◆ **提示文**:
メトロポリス (1927) カラー版のロボットマリア。スターウォーズが模倣している。造型や合成の完成度は100年の時を感じさせない。白黒英西字幕版 カラー英字幕版 カラー日本語字幕版
1918年第一次大戦で敗北したのちも、ドイツの科学技術水準は高かった。1871年にプロイセンによってドイツ統一されるまでのあいだ、ドイツは宗教改革を通じ読書教育に力を入れつづけたためでもある。後発資本主義国ながら英仏にくらべ識字率が高く、多くの科学者を輩出した。
戦後混乱期をへて1924年から29年までは黄金の20年代と呼ばれ、米国を主とした外資の流入で好景気が到来した。それも世界大恐慌によって一転し、ナチスの台頭を生むにいたるのだが。
フリッツ・ラングは渡米してマンハッタンを目の当たりにし、未来都市のイメージを着想した。製作場面 特殊効果
華やかなのは支配層と上級国民の居住区で、富を生み出す社畜は地下で暮らしていた。
トータルリコールの火星にも残響を感じられる。
オープニング場面。羊のように家と工場を往復する。
マリア誕生。フィフス・エレメントの祖型だ。マリアの変身
反乱を抑えるため支配者は労働者階級の娘マリアをモデルにロボットを作り、下級民を分断しようとする。
主演のブリギッテ・ヘルムは、プラスティック製の鎧を着せられた。
後世の手本となる先進的な視覚技術を開発しながら、ナチス支配が目の前だったのに物語は労働者と支配者が握手しておわる時代錯誤なものだった。
これはこの作品の脚本家で監督フリッツ・ラングの妻であり後にナチス党員となる、テア・フォン・ハルボウの影響だともいわれる。ヒトラーもメトロポリスのファンだったとされる。
ハルボウは多産で才能豊かな作家で、ドイツ時代のラングの代表作であるドクトル・マブゼ、ニーベルンゲン、Mはハルボウの脚本だ。

◆ **演習課題 1**:
提示文によると、1924年から29年までの時期は何と呼ばれたか。
提示文と後続の行の間に関連はない。

◆ **処理対象データ**:
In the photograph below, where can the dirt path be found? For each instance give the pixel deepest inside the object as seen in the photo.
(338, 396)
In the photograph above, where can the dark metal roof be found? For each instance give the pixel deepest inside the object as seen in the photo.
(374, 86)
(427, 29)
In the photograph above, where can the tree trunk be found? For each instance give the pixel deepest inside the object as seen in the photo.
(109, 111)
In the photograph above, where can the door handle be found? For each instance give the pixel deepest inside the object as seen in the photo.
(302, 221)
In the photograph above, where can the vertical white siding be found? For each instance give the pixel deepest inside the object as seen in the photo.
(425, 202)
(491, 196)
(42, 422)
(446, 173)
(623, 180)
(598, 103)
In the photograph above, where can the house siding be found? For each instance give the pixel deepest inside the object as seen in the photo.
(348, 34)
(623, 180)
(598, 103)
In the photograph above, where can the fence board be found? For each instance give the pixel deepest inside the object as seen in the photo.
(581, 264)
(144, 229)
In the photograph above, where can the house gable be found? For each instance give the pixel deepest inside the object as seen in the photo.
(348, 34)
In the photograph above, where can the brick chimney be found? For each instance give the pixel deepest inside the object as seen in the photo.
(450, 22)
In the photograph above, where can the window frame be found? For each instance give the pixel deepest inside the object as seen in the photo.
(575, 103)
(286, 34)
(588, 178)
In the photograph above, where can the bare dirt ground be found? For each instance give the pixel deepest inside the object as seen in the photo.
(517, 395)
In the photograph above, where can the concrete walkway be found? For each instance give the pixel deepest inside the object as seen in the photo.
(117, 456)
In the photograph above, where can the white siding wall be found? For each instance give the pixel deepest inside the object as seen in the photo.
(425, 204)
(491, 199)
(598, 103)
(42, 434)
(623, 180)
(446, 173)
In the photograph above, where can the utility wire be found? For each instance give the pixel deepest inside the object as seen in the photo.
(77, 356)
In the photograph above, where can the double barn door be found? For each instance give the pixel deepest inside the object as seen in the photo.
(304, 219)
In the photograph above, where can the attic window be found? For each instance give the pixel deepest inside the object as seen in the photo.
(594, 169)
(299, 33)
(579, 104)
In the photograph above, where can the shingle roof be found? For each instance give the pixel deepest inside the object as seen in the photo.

◆ **演習課題 2**:
上の行から、文字列「dirt」を含む行をすべて抽出せよ。大文字と小文字は区別すること。

◆ **演習解答 1**:
黄金の20年代。

◆ **演習解答 2**:
In the photograph below, where can the dirt path be found? For each instance give the pixel deepest inside the object as seen in the photo.
In the photograph above, where can the bare dirt ground be found? For each instance give the pixel deepest inside the object as seen in the photo.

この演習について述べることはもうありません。